→ Exercise prompt:
Restate, word for word, the lines from the opening line of the data through the line containing "Target: wooded hillside", both included, and nothing else.

→ Dataset extract:
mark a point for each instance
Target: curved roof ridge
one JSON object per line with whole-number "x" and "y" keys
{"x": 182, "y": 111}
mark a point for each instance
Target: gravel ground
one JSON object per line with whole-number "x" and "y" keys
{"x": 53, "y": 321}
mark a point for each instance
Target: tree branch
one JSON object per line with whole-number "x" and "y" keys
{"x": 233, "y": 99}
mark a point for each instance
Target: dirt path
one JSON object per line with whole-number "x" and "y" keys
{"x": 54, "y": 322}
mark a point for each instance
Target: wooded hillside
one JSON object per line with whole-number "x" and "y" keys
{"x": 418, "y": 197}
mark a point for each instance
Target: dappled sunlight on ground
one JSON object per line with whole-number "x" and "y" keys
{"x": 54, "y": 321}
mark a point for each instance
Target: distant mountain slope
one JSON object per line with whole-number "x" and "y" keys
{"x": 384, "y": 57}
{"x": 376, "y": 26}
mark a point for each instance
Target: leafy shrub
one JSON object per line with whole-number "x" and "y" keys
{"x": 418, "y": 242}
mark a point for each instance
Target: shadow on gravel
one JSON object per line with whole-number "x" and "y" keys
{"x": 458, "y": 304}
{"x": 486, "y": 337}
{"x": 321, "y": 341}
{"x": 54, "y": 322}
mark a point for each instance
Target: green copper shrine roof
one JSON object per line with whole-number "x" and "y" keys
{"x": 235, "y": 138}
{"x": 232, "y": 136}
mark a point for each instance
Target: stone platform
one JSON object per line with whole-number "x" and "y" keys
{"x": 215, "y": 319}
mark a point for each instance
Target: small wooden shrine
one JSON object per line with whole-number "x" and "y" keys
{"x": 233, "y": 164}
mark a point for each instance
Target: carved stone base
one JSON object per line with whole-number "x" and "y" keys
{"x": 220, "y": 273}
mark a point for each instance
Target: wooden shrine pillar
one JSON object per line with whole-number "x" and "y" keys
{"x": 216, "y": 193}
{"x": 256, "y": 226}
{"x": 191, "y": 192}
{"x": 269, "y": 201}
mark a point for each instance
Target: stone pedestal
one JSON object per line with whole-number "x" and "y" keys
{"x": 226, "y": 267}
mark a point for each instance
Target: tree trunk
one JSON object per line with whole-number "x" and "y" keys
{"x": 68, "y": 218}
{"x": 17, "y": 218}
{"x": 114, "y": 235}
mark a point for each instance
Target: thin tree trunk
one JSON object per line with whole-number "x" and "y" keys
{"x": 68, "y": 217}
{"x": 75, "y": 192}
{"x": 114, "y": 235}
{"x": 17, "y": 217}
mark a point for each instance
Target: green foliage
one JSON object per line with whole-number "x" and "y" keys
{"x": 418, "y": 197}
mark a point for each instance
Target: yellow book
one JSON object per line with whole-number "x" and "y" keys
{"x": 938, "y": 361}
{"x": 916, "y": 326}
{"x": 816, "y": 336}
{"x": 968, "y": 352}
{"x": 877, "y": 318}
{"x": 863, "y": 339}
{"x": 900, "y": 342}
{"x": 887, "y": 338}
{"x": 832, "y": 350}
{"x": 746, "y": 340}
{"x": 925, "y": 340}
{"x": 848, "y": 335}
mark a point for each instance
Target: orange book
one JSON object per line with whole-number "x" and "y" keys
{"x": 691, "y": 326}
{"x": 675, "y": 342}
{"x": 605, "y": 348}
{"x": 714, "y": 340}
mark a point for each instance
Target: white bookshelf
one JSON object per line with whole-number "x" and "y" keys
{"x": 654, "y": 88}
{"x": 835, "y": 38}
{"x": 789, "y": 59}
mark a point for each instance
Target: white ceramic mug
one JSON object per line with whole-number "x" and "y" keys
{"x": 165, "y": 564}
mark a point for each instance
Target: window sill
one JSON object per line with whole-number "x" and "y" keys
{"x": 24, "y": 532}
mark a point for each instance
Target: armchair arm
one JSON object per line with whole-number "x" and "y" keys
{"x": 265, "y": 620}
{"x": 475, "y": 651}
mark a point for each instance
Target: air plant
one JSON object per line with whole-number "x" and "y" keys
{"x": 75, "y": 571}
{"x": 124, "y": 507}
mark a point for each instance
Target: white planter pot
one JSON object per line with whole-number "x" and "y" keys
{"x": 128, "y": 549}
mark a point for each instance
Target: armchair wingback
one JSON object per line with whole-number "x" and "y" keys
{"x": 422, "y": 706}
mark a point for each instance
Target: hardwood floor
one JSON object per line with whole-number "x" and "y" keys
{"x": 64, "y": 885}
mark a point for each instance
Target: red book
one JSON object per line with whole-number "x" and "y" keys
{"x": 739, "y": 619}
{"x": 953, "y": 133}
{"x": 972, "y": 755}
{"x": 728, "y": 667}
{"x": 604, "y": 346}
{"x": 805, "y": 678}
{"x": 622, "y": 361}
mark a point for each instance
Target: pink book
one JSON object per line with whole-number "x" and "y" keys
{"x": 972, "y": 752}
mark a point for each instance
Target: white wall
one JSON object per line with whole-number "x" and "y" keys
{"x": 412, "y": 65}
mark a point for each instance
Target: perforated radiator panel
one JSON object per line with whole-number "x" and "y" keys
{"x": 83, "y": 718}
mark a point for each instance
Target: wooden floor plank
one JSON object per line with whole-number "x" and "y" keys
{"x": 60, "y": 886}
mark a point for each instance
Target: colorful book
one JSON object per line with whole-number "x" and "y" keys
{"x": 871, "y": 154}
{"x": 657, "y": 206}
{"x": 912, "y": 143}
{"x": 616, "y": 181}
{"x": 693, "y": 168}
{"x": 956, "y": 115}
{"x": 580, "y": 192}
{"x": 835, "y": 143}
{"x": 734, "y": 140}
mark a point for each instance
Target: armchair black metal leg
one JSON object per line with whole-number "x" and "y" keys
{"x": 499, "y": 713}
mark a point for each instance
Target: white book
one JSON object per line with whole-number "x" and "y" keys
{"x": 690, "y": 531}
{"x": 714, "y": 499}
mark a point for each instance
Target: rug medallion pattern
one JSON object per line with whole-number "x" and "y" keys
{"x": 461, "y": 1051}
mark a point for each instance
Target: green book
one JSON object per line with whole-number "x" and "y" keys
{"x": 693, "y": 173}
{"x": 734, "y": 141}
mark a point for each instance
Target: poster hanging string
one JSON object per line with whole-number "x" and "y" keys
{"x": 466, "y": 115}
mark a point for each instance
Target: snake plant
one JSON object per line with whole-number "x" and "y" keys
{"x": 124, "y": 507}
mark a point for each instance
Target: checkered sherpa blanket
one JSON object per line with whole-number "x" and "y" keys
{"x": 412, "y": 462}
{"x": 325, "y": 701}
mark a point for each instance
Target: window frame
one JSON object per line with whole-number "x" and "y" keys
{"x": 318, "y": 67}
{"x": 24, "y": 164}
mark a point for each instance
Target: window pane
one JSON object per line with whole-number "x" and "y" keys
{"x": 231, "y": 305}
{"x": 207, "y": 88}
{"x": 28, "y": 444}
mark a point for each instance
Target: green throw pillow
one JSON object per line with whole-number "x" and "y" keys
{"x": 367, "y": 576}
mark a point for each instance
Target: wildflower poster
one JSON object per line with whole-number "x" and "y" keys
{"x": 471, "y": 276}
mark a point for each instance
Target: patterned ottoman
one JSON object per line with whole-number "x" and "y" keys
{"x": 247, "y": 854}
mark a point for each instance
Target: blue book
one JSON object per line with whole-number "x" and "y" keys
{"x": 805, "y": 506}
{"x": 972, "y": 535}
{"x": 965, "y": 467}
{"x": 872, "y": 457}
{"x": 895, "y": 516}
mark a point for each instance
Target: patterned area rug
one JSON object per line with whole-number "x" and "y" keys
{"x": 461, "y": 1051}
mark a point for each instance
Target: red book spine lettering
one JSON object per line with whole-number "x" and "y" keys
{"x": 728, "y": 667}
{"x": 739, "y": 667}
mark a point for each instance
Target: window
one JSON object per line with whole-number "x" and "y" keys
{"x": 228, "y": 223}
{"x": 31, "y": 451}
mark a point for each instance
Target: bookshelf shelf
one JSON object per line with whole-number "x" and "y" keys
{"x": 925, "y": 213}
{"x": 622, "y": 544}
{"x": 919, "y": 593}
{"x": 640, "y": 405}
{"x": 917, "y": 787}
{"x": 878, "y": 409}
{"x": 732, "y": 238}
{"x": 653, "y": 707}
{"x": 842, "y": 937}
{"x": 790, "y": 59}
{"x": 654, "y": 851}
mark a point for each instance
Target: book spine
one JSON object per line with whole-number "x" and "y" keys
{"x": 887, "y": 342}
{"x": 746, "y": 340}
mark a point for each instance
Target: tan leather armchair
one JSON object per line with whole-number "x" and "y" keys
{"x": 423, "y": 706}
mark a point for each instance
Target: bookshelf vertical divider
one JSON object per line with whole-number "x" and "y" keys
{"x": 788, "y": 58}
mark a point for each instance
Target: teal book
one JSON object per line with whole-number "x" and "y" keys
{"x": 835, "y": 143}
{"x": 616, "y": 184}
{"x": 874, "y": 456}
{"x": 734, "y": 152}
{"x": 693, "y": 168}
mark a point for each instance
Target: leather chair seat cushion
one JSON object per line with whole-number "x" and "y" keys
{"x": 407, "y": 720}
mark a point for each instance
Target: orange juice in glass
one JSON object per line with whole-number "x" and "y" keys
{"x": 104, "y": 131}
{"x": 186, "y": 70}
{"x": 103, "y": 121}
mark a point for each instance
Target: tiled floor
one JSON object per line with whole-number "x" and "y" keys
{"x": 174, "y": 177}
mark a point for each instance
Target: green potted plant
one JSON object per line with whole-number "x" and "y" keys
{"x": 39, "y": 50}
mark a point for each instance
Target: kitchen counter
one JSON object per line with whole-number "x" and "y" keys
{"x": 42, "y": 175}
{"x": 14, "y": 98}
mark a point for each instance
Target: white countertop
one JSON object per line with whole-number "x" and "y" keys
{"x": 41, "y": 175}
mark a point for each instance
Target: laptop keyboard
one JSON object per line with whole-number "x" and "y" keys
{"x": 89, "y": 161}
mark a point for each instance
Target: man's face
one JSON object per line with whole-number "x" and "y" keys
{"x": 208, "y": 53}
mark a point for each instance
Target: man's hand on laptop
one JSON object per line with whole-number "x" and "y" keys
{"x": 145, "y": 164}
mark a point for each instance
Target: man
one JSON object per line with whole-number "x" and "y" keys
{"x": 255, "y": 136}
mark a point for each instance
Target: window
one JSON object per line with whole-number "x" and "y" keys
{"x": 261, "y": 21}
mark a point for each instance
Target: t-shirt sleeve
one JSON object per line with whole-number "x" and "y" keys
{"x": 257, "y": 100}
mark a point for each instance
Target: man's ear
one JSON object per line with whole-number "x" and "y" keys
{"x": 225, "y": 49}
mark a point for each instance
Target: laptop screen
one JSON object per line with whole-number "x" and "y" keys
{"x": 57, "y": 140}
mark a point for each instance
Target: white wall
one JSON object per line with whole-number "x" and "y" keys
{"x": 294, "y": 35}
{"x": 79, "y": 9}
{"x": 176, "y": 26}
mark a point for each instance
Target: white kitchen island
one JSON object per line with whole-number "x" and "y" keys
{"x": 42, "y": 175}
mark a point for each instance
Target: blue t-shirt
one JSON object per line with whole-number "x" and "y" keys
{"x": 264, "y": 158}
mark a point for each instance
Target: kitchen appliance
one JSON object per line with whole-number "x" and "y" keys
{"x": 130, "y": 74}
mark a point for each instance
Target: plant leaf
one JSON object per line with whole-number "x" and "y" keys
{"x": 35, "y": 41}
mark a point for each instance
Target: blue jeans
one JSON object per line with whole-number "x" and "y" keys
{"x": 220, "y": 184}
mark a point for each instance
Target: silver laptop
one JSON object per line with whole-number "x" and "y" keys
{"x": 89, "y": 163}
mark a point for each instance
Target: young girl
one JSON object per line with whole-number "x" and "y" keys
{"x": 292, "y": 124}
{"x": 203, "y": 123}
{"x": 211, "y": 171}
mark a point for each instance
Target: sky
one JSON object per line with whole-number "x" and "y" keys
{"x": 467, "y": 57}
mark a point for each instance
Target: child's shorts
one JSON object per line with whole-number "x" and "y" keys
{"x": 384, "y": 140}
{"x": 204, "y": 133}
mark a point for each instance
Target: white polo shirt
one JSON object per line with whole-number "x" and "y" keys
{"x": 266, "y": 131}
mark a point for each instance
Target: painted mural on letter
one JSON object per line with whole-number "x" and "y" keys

→ Task output:
mark a point for each instance
Target: curved roof ridge
one JSON object per line with whole-number "x" and "y" keys
{"x": 182, "y": 111}
mark a point for each instance
Target: gravel ground
one JSON object per line with whole-number "x" and "y" keys
{"x": 53, "y": 321}
mark a point for each instance
Target: tree branch
one JSON object per line with whole-number "x" and "y" keys
{"x": 233, "y": 99}
mark a point for each instance
Target: dirt path
one JSON object per line with whole-number "x" and "y" keys
{"x": 54, "y": 322}
mark a point for each instance
Target: wooded hillside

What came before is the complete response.